Task prompt: Render all of the material below as a two-column CSV with the headers text and answer, one row per text-and-answer pair. Put each value in a single quoted field, with line breaks replaced by spaces.

Excerpted data:
-------------------------

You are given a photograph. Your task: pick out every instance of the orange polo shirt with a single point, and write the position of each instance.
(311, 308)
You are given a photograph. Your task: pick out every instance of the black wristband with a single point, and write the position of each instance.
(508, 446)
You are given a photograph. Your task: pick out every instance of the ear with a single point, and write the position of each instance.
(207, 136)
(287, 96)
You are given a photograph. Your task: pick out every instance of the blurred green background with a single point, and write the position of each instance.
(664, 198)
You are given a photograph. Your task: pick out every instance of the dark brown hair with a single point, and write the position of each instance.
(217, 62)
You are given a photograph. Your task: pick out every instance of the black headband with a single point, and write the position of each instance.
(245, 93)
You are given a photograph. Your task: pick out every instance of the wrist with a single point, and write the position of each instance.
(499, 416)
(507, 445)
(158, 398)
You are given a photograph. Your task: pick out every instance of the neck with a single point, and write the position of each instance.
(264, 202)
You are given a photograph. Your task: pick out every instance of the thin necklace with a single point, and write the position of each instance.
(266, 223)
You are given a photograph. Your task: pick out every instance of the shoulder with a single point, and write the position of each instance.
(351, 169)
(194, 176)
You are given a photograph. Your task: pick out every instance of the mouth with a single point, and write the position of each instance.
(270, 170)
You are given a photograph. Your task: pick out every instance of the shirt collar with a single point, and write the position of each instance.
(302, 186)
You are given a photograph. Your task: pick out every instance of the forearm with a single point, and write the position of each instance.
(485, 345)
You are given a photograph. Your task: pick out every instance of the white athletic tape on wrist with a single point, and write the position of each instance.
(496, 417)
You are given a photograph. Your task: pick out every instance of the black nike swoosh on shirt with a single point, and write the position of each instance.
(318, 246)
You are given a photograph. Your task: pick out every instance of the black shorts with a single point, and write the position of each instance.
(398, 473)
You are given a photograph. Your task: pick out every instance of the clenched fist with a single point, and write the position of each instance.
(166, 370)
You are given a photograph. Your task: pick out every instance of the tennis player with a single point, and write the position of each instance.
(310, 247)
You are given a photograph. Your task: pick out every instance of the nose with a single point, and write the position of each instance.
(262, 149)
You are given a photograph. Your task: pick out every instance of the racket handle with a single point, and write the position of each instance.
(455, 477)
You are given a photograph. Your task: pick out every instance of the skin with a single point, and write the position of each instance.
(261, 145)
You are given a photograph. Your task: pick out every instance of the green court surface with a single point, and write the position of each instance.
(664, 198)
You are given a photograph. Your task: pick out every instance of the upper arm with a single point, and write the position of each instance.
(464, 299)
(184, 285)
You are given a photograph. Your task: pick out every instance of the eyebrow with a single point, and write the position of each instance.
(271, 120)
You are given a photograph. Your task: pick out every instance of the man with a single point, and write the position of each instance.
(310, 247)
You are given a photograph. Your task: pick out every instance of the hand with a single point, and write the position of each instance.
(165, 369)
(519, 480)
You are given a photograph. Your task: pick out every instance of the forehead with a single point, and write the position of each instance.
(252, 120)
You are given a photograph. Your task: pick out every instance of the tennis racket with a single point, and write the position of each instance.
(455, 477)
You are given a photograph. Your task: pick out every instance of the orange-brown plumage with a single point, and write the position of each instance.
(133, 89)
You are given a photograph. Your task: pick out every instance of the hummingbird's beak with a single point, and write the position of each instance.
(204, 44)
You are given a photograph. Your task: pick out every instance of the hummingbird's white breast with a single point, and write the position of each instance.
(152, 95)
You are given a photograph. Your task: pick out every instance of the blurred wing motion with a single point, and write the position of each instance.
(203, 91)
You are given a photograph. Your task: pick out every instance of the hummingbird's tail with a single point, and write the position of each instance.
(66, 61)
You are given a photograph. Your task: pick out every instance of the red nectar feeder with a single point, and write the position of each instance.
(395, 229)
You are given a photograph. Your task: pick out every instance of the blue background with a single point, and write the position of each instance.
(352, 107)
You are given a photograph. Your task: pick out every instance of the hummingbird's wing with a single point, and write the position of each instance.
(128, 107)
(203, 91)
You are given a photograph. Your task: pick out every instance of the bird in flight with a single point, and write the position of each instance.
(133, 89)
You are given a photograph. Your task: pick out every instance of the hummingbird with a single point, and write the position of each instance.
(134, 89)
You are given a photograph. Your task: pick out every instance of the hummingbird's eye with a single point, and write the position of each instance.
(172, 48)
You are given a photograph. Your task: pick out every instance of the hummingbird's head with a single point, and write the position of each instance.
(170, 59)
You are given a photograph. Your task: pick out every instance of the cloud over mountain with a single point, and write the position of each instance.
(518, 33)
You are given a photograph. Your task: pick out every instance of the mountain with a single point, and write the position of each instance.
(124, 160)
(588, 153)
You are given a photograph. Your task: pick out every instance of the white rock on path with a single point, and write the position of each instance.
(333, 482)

-------------------------

Full response:
text,answer
"You are given a photograph. Your task: pick out every instance of the orange polo shirt with a single point, and write the position of each instance.","(311, 308)"
"You are given a photograph. Your task: pick out every instance of the black wristband with a single point, and write the position of each instance.","(508, 446)"
"You are given a photograph. Your task: pick out every instance of the ear with a single point, and write the position of each instance.","(207, 136) (287, 96)"
"You are given a photograph. Your task: pick out every instance of the blurred green background with a single point, and write the position of each instance.","(664, 198)"
"You are given a photograph. Your task: pick out every instance of the dark brown hair with a single point, and write the position of each instance.","(217, 62)"
"You are given a photograph. Your task: pick out every instance of the black headband with a single point, and write the position of each instance.","(245, 93)"
"You are given a photograph. Your task: pick out every instance of the wrist with a single point, and write the position of each instance.","(499, 416) (507, 445) (158, 398)"
"You are given a photograph. Your task: pick out every instance of the neck with a single point, and write the position of each instance.","(264, 202)"
"You are given a photograph. Your task: pick out every instance of the thin necklace with a single point, and write the position of each instance.","(266, 223)"
"You are given a photograph. Your task: pick out every instance of the shoulder with a single point, and write the position of each instance.","(351, 169) (194, 176)"
"You are given a photograph. Your task: pick out every instance of the mouth with a single point, and write the position of each instance.","(270, 170)"
"You are given a photograph. Your task: pick out every instance of the shirt collar with a single point, and write the position of each instance.","(302, 186)"
"You are given a photograph. Your task: pick out every instance of the forearm with a single point, and write the position of each instance.","(485, 345)"
"You are given a photograph. Your task: pick out every instance of the white athletic tape on wrist with a single point, and write the position of each instance.","(496, 417)"
"You are given a photograph. Your task: pick out every instance of the black nike swoosh on shirt with a single point, and write the position of each instance.","(318, 246)"
"You are given a photograph. Your task: pick out every instance of the black shorts with a single point, and write the position of each instance.","(398, 473)"
"You are given a photograph. Your task: pick out every instance of the clenched fist with a single point, and write the position of each instance.","(166, 370)"
"You are given a photograph. Your task: pick out every instance of the tennis player with a single point, and write the position of each instance.","(310, 247)"
"You are given a photograph. Your task: pick out every instance of the nose with a single point, and write the position of each instance.","(262, 149)"
"You are given a photograph. Your task: pick out every instance of the racket handle with a single point, and write the position of each instance.","(455, 477)"
"You are given a photograph. Your task: pick out every instance of the skin with a single point, and write the position of each instance.","(261, 145)"
"You are given a photograph. Your task: pick out every instance of the green court surface with a single point, and write the position of each instance.","(664, 198)"
"You are given a photograph. Your task: pick out every instance of the upper arm with a single point, and write the position of each instance.","(464, 299) (184, 285)"
"You are given a photograph. Your task: pick out every instance of the eyebrow with a single point, and write the position of each instance.","(271, 120)"
"You are given a photograph. Your task: pick out every instance of the man with a single point, and write the position of each instance.","(310, 247)"
"You are given a photograph. Your task: pick out every instance of the hand with a single point, and write the position of each instance.","(165, 369) (519, 480)"
"You are given a photograph. Your task: pick out every instance of the forehead with a single point, and write the position of each instance.","(252, 120)"
"You are given a photograph. Your task: pick out every instance of the tennis racket with a single point, and write the position of each instance.","(455, 477)"
"You are given a photograph. Your task: pick out every instance of the orange-brown plumage with a single point, and write the position of each instance.","(133, 89)"
"You are given a photograph. Your task: pick out every instance of the hummingbird's beak with a single point, and write the position of each instance.","(204, 44)"
"You are given a photograph. Your task: pick out every instance of the hummingbird's white breast with a single point, and write the position of each instance.","(152, 95)"
"You are given a photograph. Your task: pick out every instance of the blurred wing motion with a single point, and write the position of each instance.","(203, 91)"
"You are given a photograph. Your task: pick out every instance of the hummingbird's tail with a single point, and write the position of each instance.","(66, 61)"
"You are given a photograph. Your task: pick out every instance of the red nectar feeder with a single point, and write the position of each instance.","(395, 229)"
"You are given a photograph. Your task: pick out every instance of the blue background with a single point, and write the position of each instance.","(352, 107)"
"You are given a photograph. Your task: pick out every instance of the hummingbird's wing with a single point, and write the position of each instance.","(128, 107) (203, 91)"
"You are given a photograph. Your task: pick out every instance of the bird in flight with a single point, and write the position of each instance.","(133, 89)"
"You are given a photograph. Your task: pick out every instance of the hummingbird with a single point, and write the position of each instance.","(134, 89)"
"You are given a photograph. Your task: pick out every instance of the hummingbird's eye with a single point, and write the position of each instance.","(172, 48)"
"You are given a photograph. Your task: pick out every instance of the hummingbird's head with a single point, and write the position of each instance.","(170, 59)"
"You are given a photograph. Your task: pick out every instance of the cloud over mountain with a single point, and write the position of each instance.","(518, 33)"
"You are given a photograph. Your task: pick out every instance of the mountain with a single point, and write the position of each instance.","(124, 160) (588, 153)"
"You are given a photograph. Your task: pick out every instance of the white rock on path with a single point, and write the position of each instance.","(333, 482)"